= STATED PROBLEM =
In the lines below, switch "one point per instance" to "one point for each instance" wherever it occurs and leave everything else as it is.

= RECORDED DATA =
* start *

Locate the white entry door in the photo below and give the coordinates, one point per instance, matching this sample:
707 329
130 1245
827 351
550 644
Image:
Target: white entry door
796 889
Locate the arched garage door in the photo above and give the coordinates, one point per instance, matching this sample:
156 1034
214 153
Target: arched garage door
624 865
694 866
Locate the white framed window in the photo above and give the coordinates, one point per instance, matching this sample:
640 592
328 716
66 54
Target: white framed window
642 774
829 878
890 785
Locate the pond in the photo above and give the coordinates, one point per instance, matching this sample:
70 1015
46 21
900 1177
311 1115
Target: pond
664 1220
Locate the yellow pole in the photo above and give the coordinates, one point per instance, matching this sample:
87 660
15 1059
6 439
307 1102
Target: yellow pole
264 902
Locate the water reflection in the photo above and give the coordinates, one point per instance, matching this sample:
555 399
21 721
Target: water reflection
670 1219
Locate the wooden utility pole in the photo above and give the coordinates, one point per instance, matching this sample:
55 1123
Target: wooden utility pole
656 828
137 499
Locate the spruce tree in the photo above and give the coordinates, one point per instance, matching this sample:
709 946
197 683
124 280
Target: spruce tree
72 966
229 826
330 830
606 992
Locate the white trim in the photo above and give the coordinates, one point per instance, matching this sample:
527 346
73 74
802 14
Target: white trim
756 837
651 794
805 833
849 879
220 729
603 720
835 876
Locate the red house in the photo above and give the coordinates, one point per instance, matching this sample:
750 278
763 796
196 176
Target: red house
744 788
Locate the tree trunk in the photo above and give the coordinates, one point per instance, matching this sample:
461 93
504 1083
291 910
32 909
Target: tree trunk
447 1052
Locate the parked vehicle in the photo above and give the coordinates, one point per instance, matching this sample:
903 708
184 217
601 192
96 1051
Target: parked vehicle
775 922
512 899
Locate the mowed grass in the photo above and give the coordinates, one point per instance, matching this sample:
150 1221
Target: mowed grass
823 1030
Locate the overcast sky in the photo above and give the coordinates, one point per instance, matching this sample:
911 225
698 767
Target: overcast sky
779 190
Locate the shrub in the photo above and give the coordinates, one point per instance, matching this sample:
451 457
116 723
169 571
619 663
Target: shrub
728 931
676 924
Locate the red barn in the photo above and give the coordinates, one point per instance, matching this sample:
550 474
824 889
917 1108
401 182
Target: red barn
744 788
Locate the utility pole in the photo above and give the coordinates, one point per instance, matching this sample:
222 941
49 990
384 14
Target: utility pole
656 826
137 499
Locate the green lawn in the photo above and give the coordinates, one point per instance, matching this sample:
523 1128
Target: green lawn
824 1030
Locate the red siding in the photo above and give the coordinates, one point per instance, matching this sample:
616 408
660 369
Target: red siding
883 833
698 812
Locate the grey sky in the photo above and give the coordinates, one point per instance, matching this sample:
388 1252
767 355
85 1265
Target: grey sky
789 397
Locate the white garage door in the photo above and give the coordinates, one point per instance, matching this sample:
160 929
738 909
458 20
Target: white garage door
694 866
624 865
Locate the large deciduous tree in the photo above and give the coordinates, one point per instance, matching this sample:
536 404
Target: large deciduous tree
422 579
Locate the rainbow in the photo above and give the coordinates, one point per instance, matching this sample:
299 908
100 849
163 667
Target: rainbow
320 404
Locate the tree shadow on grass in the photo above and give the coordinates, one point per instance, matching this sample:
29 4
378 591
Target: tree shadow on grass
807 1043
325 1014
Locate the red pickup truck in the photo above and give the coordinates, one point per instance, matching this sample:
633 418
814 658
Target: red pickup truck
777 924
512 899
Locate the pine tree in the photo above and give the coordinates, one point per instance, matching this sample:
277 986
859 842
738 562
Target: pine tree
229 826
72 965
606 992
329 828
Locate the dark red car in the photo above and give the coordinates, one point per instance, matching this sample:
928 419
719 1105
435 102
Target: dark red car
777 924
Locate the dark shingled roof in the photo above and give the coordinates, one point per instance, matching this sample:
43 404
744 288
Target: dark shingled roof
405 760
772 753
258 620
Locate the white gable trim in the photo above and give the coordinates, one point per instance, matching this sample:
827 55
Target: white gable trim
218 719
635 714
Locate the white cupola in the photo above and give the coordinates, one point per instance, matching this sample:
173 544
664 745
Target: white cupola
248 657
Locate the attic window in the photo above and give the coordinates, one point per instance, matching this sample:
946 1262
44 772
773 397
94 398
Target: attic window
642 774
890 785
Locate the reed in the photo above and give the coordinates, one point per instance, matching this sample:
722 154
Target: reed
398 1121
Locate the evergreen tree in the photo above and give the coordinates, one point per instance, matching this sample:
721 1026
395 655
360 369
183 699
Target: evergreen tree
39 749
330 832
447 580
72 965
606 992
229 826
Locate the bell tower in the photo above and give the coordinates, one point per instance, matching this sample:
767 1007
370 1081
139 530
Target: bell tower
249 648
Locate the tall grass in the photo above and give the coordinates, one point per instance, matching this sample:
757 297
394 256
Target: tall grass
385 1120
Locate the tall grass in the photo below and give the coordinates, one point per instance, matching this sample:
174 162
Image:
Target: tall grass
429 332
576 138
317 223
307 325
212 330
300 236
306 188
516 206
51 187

* end *

= SOLUTION TO THE PROBLEM =
Locate the white entry door in the photo below and give the coordinates, one point for each instance, matching this sample:
707 329
130 1245
827 351
550 644
Image:
Target: white entry door
796 889
Locate the arched garage door in the photo above and give the coordinates, one point for each instance, matching this sample:
156 1034
214 153
Target: arched garage door
624 865
694 866
Locate the white framed window in the photo above and give the coordinates, one point for each instance, matching this sample:
640 592
328 716
66 54
Target: white framed window
642 774
829 878
890 785
Locate the pond in the photo above and give the coordinates, one point for each instance, matching this sample:
70 1015
46 21
900 1177
311 1115
Target: pond
664 1220
Locate the yellow pole in the photo above and give the coordinates, one point for each instance, matching this sample:
87 660
15 1059
6 439
307 1102
Target: yellow pole
264 902
Locate the water reflection in the photo above and give the coordinates, one point for each instance, matching this sample:
555 399
21 721
Target: water reflection
670 1219
Locate the wooden utility pole in the photo above and give the coordinates, one point for each instance, matching this sample:
55 1123
Target: wooden utility pole
656 828
137 499
Locate the spruce tree in the photo above and give the coordinates, one point for each instance, matching this sample:
709 946
197 683
124 280
Target: spruce tree
72 966
229 826
330 830
606 992
Locate the white trim in the photo above and give the coordinates, one point for each instance, matching this sample:
527 346
73 74
802 14
Target: white trim
756 837
651 794
805 833
849 879
220 729
603 720
835 876
Locate the red house in the photo above and give the coordinates, one point for each instance, matching this sample:
750 278
763 796
196 176
Target: red house
744 788
Locate the tree trunk in the photo above and give the coordinates, one point for each instance, matching this sample:
461 93
504 1083
291 910
32 909
Target: tree trunk
447 1052
Locate the parked vehicle in the photo above and give the coordinates, one point for each instance, matching this sample:
903 708
184 217
601 192
96 1051
Target: parked vehicle
775 922
512 899
Locate the mowed grass in the photo above and give the coordinates, one point for each instance, matching this sample:
150 1221
Target: mowed grass
823 1030
Locate the overcast sky in the photo above and give the coordinates, one point for each instance, matching this sample:
911 225
698 767
Target: overcast sky
779 190
Locate the shrub in the photo above and give the coordinates, one point for each instance, matching this sample:
451 457
116 723
169 571
619 663
Target: shrub
728 931
676 924
Locate the red barn in the photo above and give the coordinates, one point for each instance, matching this sample:
550 474
824 889
917 1108
401 182
Target: red barn
744 788
Locate the utility pole in the photo above and give the coordinates, one point for each instance, matching this sample:
222 941
49 990
384 14
Target: utility pole
656 826
137 499
Locate the green lawn in the photo above and give the coordinates, one point for each instance, matching this sample:
523 1128
Target: green lawn
824 1030
Locate the red siding in the photo above and give the coordinates, one point for each instance, matching this sample:
616 408
660 369
Target: red siding
883 833
698 812
Locate the grey sky in the photo above and give the coordinates, one point for each instance, matching this sample:
388 1252
767 355
85 1265
Target: grey sky
789 397
Locate the white garage door in the photo above and give the coordinates, one point for each instance, matching this sample:
160 929
738 909
458 20
Target: white garage door
694 866
624 865
Locate the large deciduous tree in the photo above and give the coordinates, one point for each instance, matching this sample:
536 404
Target: large deciduous tree
422 579
Locate the rainbow in the photo above and give the coordinates, one point for each instance, matching this sample:
299 908
100 849
163 667
Target: rainbow
320 404
Locate the tree shadow on grass in the photo above and give the coordinates, one point for each instance, matching this sample:
29 4
378 591
Target: tree shadow on grass
807 1043
325 1014
Locate the red pickup truck in the photo above and give the coordinates, one point for each instance, matching this sample:
633 418
814 658
Target: red pickup truck
777 924
512 899
Locate the pine tree in the photo above and give the coordinates, one point for each instance, matching this sample:
277 986
859 842
738 562
Target: pine tree
229 826
72 965
606 992
329 828
Locate the dark red car in the photo above and give the coordinates, one point for each instance, matching this sample:
928 419
719 1105
435 102
Target: dark red car
777 924
Locate the dark shingled roof in the photo above and give the coordinates, one point for each instance, matching this sample:
43 404
744 288
Target: dark shingled roof
405 760
772 753
258 620
Locate the white gable trim in the photo above and give the coordinates, one point for each instance, matching this sample:
827 55
Target: white gable trim
218 719
635 714
Locate the white cupola in the photo above and give the coordinates, one point for each instance, matching this sample:
173 544
664 745
Target: white cupola
248 657
Locate the attic window in the photo above and give the coordinates, one point for each instance, matching this sample:
946 1262
44 772
773 397
94 398
Target: attic window
642 774
890 785
Locate the reed in the photo above and give the coordinates, one point for each instance, matching this sample:
722 154
Target: reed
398 1121
Locate the evergreen tree in the photo above and give the coordinates, one point for each instance, matching this sample:
721 1026
395 655
360 369
183 699
Target: evergreen tree
39 749
330 832
447 580
72 965
606 992
229 826
Locate the bell tower in the photo above and give the coordinates, one point for each instance, matching this sample:
767 1007
370 1081
139 530
Target: bell tower
249 648
Locate the tall grass in the photo above and give the coordinates, one point for each instance, matching this sample:
757 297
394 256
Target: tall grass
385 1120
Locate the tall grass in the photo below and give the coordinates, one point for each instance, matching this sample:
174 162
Image:
Target: tall grass
429 332
576 138
317 223
307 325
212 330
300 236
306 188
516 206
51 187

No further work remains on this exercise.